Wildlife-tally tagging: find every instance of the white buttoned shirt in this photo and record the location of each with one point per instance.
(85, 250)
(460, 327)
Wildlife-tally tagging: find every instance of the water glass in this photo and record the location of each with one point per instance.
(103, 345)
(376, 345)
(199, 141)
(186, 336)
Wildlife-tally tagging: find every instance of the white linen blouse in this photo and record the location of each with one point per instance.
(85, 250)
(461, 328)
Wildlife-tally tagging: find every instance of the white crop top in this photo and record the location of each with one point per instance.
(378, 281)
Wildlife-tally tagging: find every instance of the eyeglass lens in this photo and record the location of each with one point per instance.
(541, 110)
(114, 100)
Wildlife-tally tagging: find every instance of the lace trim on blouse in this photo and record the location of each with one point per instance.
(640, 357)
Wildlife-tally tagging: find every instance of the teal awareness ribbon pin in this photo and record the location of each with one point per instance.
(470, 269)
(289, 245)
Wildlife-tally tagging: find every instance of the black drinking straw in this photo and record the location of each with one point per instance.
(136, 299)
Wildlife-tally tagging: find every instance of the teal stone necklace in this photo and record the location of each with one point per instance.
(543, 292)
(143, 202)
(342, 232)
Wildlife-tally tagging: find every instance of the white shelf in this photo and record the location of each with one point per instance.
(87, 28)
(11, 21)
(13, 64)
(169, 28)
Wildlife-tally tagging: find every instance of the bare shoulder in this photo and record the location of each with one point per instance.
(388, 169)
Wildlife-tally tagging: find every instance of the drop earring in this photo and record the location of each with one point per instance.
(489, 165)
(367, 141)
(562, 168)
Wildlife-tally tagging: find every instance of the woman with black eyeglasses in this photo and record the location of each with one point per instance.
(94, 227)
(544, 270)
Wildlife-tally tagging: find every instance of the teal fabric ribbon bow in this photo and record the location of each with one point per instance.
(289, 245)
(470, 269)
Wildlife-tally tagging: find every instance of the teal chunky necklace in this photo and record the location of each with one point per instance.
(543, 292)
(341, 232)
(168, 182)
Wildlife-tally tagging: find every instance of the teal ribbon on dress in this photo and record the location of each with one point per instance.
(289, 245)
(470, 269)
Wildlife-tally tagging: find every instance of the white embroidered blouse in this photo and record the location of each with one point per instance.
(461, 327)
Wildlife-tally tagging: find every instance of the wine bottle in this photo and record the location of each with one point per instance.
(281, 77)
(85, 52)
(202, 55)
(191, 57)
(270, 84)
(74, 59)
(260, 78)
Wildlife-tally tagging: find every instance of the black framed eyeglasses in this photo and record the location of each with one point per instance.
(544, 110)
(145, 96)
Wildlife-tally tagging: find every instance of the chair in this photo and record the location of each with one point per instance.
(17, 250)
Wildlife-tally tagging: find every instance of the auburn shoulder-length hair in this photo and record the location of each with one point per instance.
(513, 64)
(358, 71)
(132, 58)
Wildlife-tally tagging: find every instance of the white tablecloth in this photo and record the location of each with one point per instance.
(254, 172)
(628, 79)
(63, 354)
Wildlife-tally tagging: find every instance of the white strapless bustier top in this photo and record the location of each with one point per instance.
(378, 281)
——
→ **Work to complete**
Repeat all of the listing above exactly, leaving nothing out.

→ **The answer**
Wildlife-tally tagging: find every instance of the white buttoned shirt in this photo and record the location of each with one point per instance.
(85, 250)
(460, 327)
Wildlife-tally tagging: find every instance of the water glass in this photo and record the location of each with one point per instance.
(103, 345)
(376, 345)
(199, 141)
(186, 336)
Wildlife-tally tagging: find every instance of the white linen blouse in this photo and record the location of each with one point per instance.
(85, 250)
(461, 328)
Wildlife-tally tagging: find every instance of the white crop top in this photo and record the location of each with one point per instance.
(378, 281)
Wildlife-tally tagging: find every instance of the eyeglass lens in this photo and record the location of each with one point per instance.
(541, 110)
(114, 100)
Wildlife-tally tagging: find every instance of the lace trim on blouse in this photo and record the location of each with one point per instance.
(640, 357)
Wildlife-tally tagging: find every instance of the teal awareness ribbon pin in this photo and record the location of each with one point per instance.
(470, 269)
(289, 245)
Wildlife-tally tagging: find every instance of the black drinking straw in this photo and record the location of each with one point per instance.
(136, 299)
Wildlife-tally tagging: find every instance of the teal stone necklace in this photo and record the location of each with one point per instance.
(543, 292)
(143, 202)
(342, 232)
Wildlife-tally tagging: find every instance of the white shelf in this photo and record the location of each with one point per instance.
(87, 28)
(11, 21)
(13, 64)
(169, 28)
Wildlife-tally tagging: find every instance of the bare shoulder in this photo and record the location of each with one point per instance.
(388, 169)
Wildlife-tally tagging: find every instance of the drop earring in this photo and record the location of each with one point per instance.
(489, 165)
(367, 141)
(562, 168)
Wildlife-tally tagging: find every instance of the woman with black eyeglasses in this photo and record the location of each with one point per instance.
(94, 227)
(544, 270)
Wildlife-tally tagging: find every instance of the teal fabric ribbon bow in this photo and record the location of each with one point per instance.
(289, 245)
(470, 269)
Wildlife-tally tagging: find every instance of the teal chunky necklace in this photo and record the location of each with one point per instance.
(543, 292)
(341, 232)
(168, 182)
Wildlife-tally tagging: find every instance of the teal ribbon on dress in this photo and record the location of each with one point per instance.
(289, 245)
(470, 269)
Wildlife-tally tagging: find every instance of the white embroidered blouse in this photo and record the location of each with one point per instance.
(461, 327)
Wildlife-tally tagging: find every instance of the wine bottle in this photo and record the location of each with one point per instance.
(281, 77)
(85, 52)
(202, 55)
(191, 57)
(270, 84)
(74, 59)
(260, 78)
Wildlife-tally tagging: find every instance of the black framed eyeglasses in this photo and record the location of each with one point per instance.
(544, 110)
(145, 96)
Wildlife-tally tagging: find every instance of the chair in this photo and record the location of each with one point per instance.
(17, 250)
Wildlife-tally tagging: find every instance of the auburn shoulder-length hair in this photo and record the location of each with one point per instance.
(513, 64)
(358, 71)
(132, 58)
Wildlife-tally tagging: find every instance of the white tablecloth in this photo and record the location of each with one point per instance.
(254, 172)
(628, 79)
(63, 354)
Wildlife-tally tagging: find every instance of the white strapless bustier top in this photo and record the location of each with one point per instance.
(378, 281)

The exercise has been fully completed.